**Set task:**
Render every row below as a numbered list, leaving out blank lines and the pictures.

**Given data:**
----

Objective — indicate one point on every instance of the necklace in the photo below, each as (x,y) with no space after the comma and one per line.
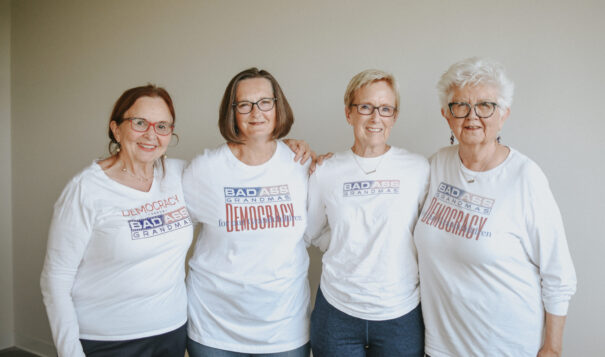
(472,179)
(139,178)
(368,172)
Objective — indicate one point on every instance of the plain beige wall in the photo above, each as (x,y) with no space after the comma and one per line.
(6,241)
(72,59)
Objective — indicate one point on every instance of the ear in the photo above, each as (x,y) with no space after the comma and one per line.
(505,115)
(348,115)
(445,115)
(114,129)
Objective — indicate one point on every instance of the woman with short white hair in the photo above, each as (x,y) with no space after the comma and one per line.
(495,269)
(370,197)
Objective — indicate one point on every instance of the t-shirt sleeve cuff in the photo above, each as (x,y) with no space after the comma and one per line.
(557,308)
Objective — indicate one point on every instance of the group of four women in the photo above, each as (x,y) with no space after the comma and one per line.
(475,234)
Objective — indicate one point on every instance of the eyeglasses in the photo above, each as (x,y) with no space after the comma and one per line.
(142,125)
(383,110)
(263,104)
(483,110)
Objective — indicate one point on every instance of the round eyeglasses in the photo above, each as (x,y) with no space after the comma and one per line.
(483,110)
(142,125)
(383,110)
(263,104)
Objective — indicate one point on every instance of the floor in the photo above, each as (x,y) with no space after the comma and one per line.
(15,352)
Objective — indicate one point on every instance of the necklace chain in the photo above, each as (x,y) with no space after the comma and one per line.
(139,178)
(481,169)
(361,167)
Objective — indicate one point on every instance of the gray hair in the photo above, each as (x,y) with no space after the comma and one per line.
(476,71)
(366,77)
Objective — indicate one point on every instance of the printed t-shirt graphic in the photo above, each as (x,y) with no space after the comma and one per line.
(459,212)
(252,208)
(157,217)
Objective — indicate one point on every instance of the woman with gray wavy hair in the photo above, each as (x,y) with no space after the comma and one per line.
(495,269)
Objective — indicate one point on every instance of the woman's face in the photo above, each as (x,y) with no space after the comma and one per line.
(143,147)
(473,130)
(372,130)
(258,124)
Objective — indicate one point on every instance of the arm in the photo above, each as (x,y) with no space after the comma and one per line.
(69,233)
(302,149)
(553,338)
(549,251)
(317,232)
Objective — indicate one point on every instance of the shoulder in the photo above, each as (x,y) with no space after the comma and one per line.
(84,184)
(526,169)
(336,162)
(174,165)
(286,157)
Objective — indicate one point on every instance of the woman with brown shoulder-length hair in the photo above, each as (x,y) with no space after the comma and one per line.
(114,278)
(248,289)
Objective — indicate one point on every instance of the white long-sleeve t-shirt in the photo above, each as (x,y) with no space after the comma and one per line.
(493,256)
(247,283)
(370,268)
(115,262)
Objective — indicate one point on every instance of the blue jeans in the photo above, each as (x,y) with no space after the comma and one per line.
(196,349)
(169,344)
(336,334)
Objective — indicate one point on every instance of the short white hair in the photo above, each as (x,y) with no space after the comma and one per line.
(367,77)
(476,71)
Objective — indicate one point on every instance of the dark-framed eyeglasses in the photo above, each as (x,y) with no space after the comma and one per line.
(263,104)
(483,110)
(142,125)
(383,110)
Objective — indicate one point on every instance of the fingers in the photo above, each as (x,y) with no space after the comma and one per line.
(323,157)
(300,153)
(318,160)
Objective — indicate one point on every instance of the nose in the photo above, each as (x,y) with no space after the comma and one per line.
(150,133)
(472,114)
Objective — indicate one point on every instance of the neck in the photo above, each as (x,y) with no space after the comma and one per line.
(254,152)
(368,150)
(482,157)
(136,168)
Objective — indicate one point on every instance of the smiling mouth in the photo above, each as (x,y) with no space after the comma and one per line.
(374,130)
(147,147)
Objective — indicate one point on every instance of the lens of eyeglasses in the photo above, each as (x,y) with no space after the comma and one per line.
(383,110)
(139,124)
(460,110)
(485,109)
(142,125)
(264,104)
(163,128)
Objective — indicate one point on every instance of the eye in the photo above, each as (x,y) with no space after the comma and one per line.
(243,105)
(163,125)
(139,122)
(385,109)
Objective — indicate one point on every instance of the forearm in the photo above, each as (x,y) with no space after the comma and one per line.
(553,337)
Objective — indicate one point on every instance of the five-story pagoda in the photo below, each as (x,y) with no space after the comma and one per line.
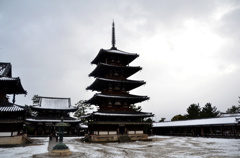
(115,117)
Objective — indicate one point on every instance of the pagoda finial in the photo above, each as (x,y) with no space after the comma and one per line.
(113,36)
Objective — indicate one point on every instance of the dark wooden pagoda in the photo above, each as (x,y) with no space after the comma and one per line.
(48,112)
(115,117)
(11,115)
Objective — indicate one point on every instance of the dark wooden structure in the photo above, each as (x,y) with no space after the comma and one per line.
(48,111)
(115,117)
(222,127)
(11,115)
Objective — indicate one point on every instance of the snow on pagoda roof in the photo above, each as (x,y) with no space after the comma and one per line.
(122,96)
(8,78)
(119,52)
(50,120)
(198,122)
(101,55)
(101,83)
(5,69)
(125,81)
(53,103)
(142,114)
(12,108)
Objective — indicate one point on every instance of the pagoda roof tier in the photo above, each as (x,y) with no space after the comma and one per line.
(106,53)
(37,108)
(11,85)
(131,99)
(53,103)
(102,83)
(50,119)
(12,108)
(102,69)
(11,121)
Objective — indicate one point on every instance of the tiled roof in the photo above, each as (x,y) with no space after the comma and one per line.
(53,103)
(51,120)
(198,122)
(13,108)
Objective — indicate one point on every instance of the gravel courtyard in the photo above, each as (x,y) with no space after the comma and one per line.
(161,146)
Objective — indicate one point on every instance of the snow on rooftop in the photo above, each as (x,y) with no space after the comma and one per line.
(10,108)
(55,103)
(7,79)
(49,120)
(119,52)
(212,121)
(120,114)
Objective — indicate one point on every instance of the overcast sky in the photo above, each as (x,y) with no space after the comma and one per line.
(189,50)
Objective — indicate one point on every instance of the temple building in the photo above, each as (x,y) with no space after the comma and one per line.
(115,117)
(11,115)
(47,111)
(225,126)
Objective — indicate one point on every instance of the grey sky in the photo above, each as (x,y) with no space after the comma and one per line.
(189,50)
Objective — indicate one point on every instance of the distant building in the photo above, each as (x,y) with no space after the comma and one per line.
(11,115)
(115,116)
(48,111)
(226,126)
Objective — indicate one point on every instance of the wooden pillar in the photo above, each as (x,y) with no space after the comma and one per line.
(211,130)
(222,130)
(234,131)
(202,131)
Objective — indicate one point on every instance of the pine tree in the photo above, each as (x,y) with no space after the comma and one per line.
(208,111)
(193,111)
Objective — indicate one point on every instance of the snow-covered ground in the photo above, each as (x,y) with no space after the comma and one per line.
(161,146)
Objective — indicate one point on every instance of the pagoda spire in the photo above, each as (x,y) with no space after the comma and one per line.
(113,36)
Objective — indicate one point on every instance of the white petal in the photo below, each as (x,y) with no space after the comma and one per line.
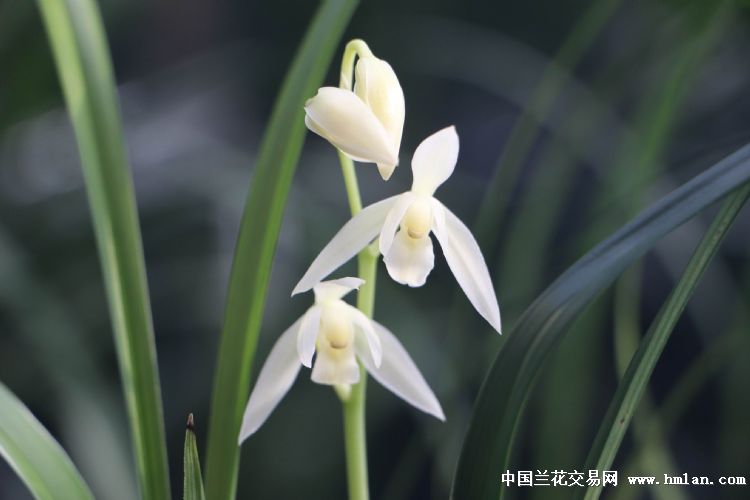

----

**Final result:**
1. Objective — indicate one point on every instance of the necklace in the photo below, each as (x,y) with no space after the comma and one per line.
2. (472,179)
3. (139,178)
4. (368,172)
5. Objective — indicate one point on every instance of the plain beige wall in the photo above, each as (x,y) with no space after the comma and one per line.
6. (6,241)
7. (72,59)
8. Objective — indicate one point on every instance of the ear in the photo above, each as (x,y) with no space after the comma and one per line.
9. (505,115)
10. (348,115)
11. (445,115)
12. (114,129)
13. Objective — indicate one point on every instance of the woman with short white hair in the photo above, each as (x,y) with no space after the comma and one per line.
14. (495,269)
15. (370,197)
16. Objective — indicate one point on every instance of the t-shirt sleeve cuff in the photo above, each as (x,y) with no space after the comma and one per line.
17. (557,308)
18. Objective — indicate one point on every instance of the group of four women in the photo above, each as (x,y) with no space after the comma and one per line.
19. (475,234)
20. Objective — indicate one point on every instance of the eyeglasses in the photo above, each as (x,y) with no space after the comma and one per line.
21. (142,125)
22. (383,110)
23. (263,104)
24. (483,110)
25. Objective — indicate one point on every instance of the round eyeglasses in the photo above, each as (x,y) with no space after the comma and one per line.
26. (483,110)
27. (142,125)
28. (383,110)
29. (263,104)
30. Objective — indicate one point on every instance of the floor in the photo above, each as (x,y) with no space after the comma and one per line.
31. (15,352)
32. Objective — indicate one point on every instance of the necklace chain in the photo above, each as (x,y) with no space after the comma and one per line.
33. (139,178)
34. (481,169)
35. (361,167)
36. Objective — indicate one point on every instance of the gray hair in the photo above, each as (x,y) with no space after the comma and one per line.
37. (476,71)
38. (366,77)
39. Objective — indicate one point on every instance of the printed t-shirt graphic in the photo above, each as (x,y) with no space after the comma and one per line.
40. (459,212)
41. (252,208)
42. (157,217)
43. Objective — indicate one point on every instance of the woman with gray wavy hair in the photo above, each as (x,y) with no space after the comma and one per line.
44. (495,269)
45. Objective — indicate one point on every instance of the woman's face in the photo above, each as (x,y) with no space after the comma and one per line.
46. (143,147)
47. (473,130)
48. (372,130)
49. (258,124)
50. Objective — indicate one point on every instance of the arm in the photo above, each as (x,y) with no space after the comma and one per line.
51. (69,233)
52. (302,149)
53. (553,338)
54. (549,251)
55. (317,232)
56. Objective — indicate one point on every instance of the shoulder in the photo above, each as (x,y) with no space after the comma and one per line.
57. (84,184)
58. (526,169)
59. (336,162)
60. (174,165)
61. (286,157)
62. Objective — indicate one point on every instance of the woman with brown shoulder-length hair in the photo above, each as (x,y) with no space after the comma and one per line.
63. (114,278)
64. (248,289)
65. Objective — indicate one point on every instance of the white long-sleeve t-shirt in the photo above, each as (x,y) with no space after the comma and one per line.
66. (493,256)
67. (247,283)
68. (370,268)
69. (115,262)
70. Objective — indicate one point on every instance of the blue jeans in the photo above, each as (x,y) with no space after the comma and one per line.
71. (196,349)
72. (169,344)
73. (336,334)
74. Objective — indicate one point on every instance of the short white hair in the photo above, each as (x,y) with no space after the comma and one per line.
75. (367,77)
76. (476,71)
77. Objective — indicate one point on every instance of the dark-framed eyeglasses in the photo above, each as (x,y) with no space after the comma and one per line.
78. (263,104)
79. (483,110)
80. (142,125)
81. (383,110)
82. Objective — indicate one point on every instance of the fingers in the photo above, each as (x,y) with no space after the comma and one per line.
83. (323,157)
84. (300,153)
85. (318,160)
86. Objective — indicate one point on every instance of the nose in the photo above, each as (x,y) with no space after the comma and one per line.
87. (150,133)
88. (472,114)
89. Objective — indicate one point on every instance of the neck in the photo above, each as (x,y) with no space after the comma and one per line.
90. (254,152)
91. (368,150)
92. (482,157)
93. (136,168)
94. Objective — indicate one point on every instance of the smiling mouth in the photo above, each as (x,y) with no space after the comma and one per line.
95. (374,130)
96. (147,147)
97. Objective — indicate one point on every instance of the lens of eyeglasses in the photo above, each as (x,y) with no space after the comma and one per line.
98. (383,110)
99. (139,124)
100. (460,110)
101. (485,109)
102. (142,125)
103. (264,104)
104. (163,128)
105. Objective — indicate one point on every instance of the eye in the photo above, each as (x,y) with no space after the comma and one per line.
106. (243,105)
107. (163,125)
108. (139,122)
109. (385,109)
110. Objective — indicate one point on every instance of the forearm in the photo above, each as (x,y) with no space after the comma and one per line.
111. (553,337)
112. Objective — indicate one point on every instance of the five-story pagoda in the photo below, each as (x,y) with no space after the comma and one per line.
113. (115,117)
114. Objective — indicate one point on every instance of the pagoda finial in the photo above, each as (x,y) with no space after the comma and one per line.
115. (113,36)
116. Objective — indicate one point on every instance of the dark wooden pagoda in the photo above, each as (x,y) with no space after the comma and one per line.
117. (48,112)
118. (115,117)
119. (11,115)
120. Objective — indicate one point on every instance of the dark wooden structure in the photo above, each as (x,y) with no space after the comma and one per line.
121. (48,111)
122. (115,117)
123. (222,127)
124. (11,115)
125. Objective — indicate one point on every instance of the snow on pagoda roof in the photo above, each as (x,y) with no space after the comma and one per line.
126. (122,96)
127. (8,78)
128. (119,52)
129. (50,120)
130. (198,122)
131. (101,55)
132. (101,83)
133. (5,69)
134. (125,81)
135. (53,103)
136. (142,114)
137. (12,108)
138. Objective — indicate one point on every instance of the pagoda roof tier in the photo above, each as (x,y) with no space after the comma and one per line.
139. (106,53)
140. (37,108)
141. (11,85)
142. (131,99)
143. (53,103)
144. (102,83)
145. (50,119)
146. (12,108)
147. (102,69)
148. (11,121)
149. Objective — indicate one point on every instance of the tiled roof in the photo above, each as (x,y) with no space after the comma and one per line.
150. (53,103)
151. (51,120)
152. (198,122)
153. (13,108)
154. Objective — indicate one point on every instance of the gravel courtyard in the photo above, each as (x,y) with no space after the comma and one per line.
155. (161,146)
156. Objective — indicate one point on every instance of the snow on rooftop in the photo above, each as (x,y) with no space after the comma and one per line.
157. (10,108)
158. (55,103)
159. (7,79)
160. (49,120)
161. (119,52)
162. (212,121)
163. (120,114)
164. Objective — indicate one point on every instance of the overcast sky in the photo above, each as (x,y) with no space after the comma and one per line.
165. (189,50)
166. Objective — indicate one point on every instance of the temple building in the photo above, each as (x,y) with no space after the comma and one per line.
167. (115,117)
168. (11,115)
169. (47,111)
170. (225,126)
171. Objective — indicate one point on every instance of the grey sky in the photo above, each as (x,y) with no space after the comma and one per line.
172. (189,50)
173. Objective — indicate one point on every instance of the distant building in the photo above, each as (x,y) with no space after the comma and one per line.
174. (11,115)
175. (115,116)
176. (48,111)
177. (226,126)
178. Objective — indicate one point on every instance of the wooden pillar in the photo above, each as (x,y) with no space after the comma and one per line.
179. (211,130)
180. (222,130)
181. (234,131)
182. (202,131)
183. Objective — indicate one point on every instance of the pine tree in the photo above, each as (x,y) with no space after the comma and one per line.
184. (208,111)
185. (193,111)
186. Objective — indicate one point on every instance of the snow-covered ground in the photo above, each as (x,y) with no space after the comma and one per line.
187. (161,146)
188. Objective — indicate one point on every instance of the pagoda spire in the photo above, each as (x,y) with no space after the comma and one per line.
189. (113,36)
190. Objective — indicate one point on every instance of the white petal in the photo below, each as (x,y) with no space after the comma and one per line.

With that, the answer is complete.